### WORK ORDER
In the records below, find the line containing "the green office", then reproduce that line and every one after it to the end, exactly and alone.

(Entries taken from a collection)
----------
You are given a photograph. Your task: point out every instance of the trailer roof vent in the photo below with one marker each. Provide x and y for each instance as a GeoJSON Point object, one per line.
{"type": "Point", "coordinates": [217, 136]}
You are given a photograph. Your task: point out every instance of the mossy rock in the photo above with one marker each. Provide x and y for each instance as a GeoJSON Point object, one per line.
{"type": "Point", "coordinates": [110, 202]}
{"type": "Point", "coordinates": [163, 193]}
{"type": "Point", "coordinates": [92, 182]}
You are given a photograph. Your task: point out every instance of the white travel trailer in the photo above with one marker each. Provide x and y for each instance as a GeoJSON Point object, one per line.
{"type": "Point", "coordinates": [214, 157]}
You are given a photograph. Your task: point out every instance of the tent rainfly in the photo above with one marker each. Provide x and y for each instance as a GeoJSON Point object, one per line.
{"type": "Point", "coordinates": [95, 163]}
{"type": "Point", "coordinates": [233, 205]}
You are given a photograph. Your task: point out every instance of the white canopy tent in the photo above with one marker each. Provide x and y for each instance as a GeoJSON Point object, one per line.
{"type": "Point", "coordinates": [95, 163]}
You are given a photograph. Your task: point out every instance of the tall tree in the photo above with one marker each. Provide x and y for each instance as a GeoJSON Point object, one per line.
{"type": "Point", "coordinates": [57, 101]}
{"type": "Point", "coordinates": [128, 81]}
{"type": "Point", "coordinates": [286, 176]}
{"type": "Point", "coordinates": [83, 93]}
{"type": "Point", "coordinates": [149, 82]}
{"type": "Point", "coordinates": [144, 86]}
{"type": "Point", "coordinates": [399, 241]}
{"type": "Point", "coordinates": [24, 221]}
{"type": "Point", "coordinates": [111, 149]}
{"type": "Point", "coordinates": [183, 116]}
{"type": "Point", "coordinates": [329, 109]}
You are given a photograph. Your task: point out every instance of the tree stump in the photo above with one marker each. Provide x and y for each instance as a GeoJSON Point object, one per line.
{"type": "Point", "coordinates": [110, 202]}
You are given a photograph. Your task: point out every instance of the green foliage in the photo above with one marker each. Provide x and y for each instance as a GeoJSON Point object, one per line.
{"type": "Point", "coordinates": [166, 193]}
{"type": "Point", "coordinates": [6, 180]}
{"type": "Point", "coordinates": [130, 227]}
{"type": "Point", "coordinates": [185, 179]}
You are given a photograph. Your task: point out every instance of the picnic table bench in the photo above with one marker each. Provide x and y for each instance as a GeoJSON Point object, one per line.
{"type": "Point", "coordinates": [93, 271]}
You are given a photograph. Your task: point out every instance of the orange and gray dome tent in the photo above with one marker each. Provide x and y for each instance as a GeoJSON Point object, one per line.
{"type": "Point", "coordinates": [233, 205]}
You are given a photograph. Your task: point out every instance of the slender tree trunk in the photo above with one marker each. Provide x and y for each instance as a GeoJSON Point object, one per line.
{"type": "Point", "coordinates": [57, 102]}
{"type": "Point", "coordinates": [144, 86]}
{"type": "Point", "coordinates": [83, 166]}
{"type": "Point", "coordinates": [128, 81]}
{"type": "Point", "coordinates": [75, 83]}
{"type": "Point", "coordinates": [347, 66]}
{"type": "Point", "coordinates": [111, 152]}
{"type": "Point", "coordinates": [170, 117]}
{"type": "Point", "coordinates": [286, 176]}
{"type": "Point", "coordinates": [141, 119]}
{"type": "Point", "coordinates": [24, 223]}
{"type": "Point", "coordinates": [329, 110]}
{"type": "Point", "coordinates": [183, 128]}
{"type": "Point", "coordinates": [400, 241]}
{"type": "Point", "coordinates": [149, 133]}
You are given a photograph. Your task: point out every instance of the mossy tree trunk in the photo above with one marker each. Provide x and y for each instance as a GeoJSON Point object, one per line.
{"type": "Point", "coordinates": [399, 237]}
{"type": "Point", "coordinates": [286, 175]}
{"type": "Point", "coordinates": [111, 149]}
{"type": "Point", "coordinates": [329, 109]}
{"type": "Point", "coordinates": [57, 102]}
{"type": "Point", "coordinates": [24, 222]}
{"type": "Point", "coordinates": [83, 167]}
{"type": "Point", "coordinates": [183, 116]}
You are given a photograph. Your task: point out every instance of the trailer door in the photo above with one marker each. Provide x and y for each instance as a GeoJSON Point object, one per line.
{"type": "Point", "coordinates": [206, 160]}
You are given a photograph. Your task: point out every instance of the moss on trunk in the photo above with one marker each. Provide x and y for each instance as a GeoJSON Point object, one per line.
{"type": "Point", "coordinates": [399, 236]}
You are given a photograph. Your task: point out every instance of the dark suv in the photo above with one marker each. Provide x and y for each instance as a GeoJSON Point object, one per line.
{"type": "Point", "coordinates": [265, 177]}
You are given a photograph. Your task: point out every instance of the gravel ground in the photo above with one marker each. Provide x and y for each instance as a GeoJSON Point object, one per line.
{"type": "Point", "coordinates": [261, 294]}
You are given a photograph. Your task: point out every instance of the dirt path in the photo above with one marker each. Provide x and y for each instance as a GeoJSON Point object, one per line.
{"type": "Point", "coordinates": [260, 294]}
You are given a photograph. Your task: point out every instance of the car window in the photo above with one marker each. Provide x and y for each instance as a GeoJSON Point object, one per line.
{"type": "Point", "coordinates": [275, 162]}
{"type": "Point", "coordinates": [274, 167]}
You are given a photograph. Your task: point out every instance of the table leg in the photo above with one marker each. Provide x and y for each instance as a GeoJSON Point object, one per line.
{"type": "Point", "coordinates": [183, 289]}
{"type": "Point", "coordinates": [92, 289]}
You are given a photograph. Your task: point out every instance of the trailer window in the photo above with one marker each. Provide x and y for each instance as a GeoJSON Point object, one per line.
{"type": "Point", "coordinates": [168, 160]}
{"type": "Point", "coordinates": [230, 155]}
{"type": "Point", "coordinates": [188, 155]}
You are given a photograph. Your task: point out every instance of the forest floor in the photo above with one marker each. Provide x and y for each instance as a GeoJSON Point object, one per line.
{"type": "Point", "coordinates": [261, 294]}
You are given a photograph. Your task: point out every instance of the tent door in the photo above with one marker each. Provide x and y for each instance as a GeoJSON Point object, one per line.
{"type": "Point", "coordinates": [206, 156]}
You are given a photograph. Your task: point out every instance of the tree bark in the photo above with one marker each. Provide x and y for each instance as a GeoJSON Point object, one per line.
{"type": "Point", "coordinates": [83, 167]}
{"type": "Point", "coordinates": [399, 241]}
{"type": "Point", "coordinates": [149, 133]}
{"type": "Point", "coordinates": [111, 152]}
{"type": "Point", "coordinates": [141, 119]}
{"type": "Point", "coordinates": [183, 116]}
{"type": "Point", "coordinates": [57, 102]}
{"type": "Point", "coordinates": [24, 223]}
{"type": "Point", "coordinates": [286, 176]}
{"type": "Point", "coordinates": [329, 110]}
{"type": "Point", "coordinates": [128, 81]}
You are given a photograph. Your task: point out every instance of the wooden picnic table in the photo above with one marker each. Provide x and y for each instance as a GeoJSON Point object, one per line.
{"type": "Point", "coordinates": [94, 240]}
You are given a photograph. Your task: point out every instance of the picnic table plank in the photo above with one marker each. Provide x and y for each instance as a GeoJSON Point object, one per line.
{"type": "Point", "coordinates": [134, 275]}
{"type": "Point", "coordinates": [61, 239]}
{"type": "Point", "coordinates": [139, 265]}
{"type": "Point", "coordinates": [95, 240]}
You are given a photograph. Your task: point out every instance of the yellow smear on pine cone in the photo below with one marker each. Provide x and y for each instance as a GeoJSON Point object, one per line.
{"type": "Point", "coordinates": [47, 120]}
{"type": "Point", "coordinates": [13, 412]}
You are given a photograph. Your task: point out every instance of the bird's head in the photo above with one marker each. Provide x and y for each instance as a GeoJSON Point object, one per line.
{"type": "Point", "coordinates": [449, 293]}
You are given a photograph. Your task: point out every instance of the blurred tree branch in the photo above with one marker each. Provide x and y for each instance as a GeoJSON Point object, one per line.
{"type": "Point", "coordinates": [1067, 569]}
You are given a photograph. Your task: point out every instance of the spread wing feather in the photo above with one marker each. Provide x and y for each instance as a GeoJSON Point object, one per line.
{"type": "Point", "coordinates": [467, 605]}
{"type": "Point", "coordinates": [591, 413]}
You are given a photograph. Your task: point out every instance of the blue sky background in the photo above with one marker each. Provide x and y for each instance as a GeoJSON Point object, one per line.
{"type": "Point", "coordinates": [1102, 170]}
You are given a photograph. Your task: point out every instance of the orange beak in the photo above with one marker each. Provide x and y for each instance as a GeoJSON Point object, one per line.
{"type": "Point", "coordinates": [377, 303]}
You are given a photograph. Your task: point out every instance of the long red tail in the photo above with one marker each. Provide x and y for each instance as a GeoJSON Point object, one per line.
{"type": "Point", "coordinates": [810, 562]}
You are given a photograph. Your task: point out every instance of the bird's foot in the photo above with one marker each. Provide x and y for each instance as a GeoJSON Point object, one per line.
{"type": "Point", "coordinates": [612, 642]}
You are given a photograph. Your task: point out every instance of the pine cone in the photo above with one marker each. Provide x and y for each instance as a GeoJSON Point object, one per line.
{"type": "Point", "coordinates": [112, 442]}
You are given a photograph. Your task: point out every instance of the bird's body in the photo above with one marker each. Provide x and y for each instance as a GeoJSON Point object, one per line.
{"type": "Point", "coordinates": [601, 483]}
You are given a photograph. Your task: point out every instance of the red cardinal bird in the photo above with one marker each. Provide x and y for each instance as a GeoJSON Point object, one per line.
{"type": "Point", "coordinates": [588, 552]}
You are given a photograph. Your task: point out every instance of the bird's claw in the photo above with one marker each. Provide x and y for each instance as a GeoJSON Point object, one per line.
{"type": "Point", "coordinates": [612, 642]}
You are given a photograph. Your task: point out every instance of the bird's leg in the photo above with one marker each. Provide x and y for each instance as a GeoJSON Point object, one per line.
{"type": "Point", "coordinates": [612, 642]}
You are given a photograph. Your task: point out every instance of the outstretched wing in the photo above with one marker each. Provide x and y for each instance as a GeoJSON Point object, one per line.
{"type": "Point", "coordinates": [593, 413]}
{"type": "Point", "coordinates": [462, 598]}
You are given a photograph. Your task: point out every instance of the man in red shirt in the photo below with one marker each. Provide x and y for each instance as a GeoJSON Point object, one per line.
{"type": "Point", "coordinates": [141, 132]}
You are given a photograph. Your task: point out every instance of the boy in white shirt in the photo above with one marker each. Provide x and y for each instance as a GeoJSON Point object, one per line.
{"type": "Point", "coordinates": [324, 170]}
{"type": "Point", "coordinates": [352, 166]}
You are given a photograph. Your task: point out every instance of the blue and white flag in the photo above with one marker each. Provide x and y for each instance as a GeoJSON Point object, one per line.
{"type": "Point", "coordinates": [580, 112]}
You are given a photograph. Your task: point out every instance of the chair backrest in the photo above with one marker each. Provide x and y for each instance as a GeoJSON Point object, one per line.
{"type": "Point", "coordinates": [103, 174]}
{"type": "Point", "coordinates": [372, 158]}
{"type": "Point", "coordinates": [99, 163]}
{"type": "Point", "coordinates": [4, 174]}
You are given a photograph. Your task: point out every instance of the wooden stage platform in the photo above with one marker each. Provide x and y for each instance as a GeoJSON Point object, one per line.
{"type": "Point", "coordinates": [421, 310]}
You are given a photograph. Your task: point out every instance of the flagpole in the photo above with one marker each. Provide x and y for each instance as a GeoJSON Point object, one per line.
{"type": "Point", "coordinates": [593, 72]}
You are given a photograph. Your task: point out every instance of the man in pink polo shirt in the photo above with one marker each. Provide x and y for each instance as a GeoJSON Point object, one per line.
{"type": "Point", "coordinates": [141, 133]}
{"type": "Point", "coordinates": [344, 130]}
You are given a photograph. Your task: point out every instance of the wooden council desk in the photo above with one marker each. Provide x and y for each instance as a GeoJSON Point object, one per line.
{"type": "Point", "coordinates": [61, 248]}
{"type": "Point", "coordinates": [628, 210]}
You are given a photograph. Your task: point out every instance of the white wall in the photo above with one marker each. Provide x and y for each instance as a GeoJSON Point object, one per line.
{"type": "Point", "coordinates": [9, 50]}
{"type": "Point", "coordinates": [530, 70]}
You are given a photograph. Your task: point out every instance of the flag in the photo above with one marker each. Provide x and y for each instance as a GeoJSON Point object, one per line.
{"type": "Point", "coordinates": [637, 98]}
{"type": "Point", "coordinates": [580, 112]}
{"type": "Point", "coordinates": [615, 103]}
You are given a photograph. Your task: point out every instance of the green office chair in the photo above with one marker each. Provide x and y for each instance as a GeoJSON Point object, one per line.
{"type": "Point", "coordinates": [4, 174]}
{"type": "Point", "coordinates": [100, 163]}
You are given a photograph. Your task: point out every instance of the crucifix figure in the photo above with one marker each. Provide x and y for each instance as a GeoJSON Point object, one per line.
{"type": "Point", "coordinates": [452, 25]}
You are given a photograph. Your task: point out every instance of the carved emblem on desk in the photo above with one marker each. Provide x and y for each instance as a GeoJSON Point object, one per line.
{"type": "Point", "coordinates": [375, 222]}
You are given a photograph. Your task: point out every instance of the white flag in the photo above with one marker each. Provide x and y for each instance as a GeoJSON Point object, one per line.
----------
### RESULT FOR THIS TASK
You are given a photograph. Your task: point out every instance of the green office chair in the photo above with one marker each. Provide x and y for each instance as a GeoJSON Point object, one per line.
{"type": "Point", "coordinates": [4, 174]}
{"type": "Point", "coordinates": [100, 163]}
You are given a photograph. Your task: point out every instance of the crucifix figure in the photo above with one marker each. Provide x and y for each instance as a GeoJSON Point object, one per line.
{"type": "Point", "coordinates": [452, 25]}
You are given a photograph. Your task: point out every instance of the carved emblem on desk in the photo above with one marker each. Provide x and y for each instance as a GeoJSON Point object, one per line.
{"type": "Point", "coordinates": [375, 222]}
You are given a photograph. Your task: point out every instance of the white flag in the photo above with one marker each. Provide x and y for each instance as a GeoJSON Point object, one per line.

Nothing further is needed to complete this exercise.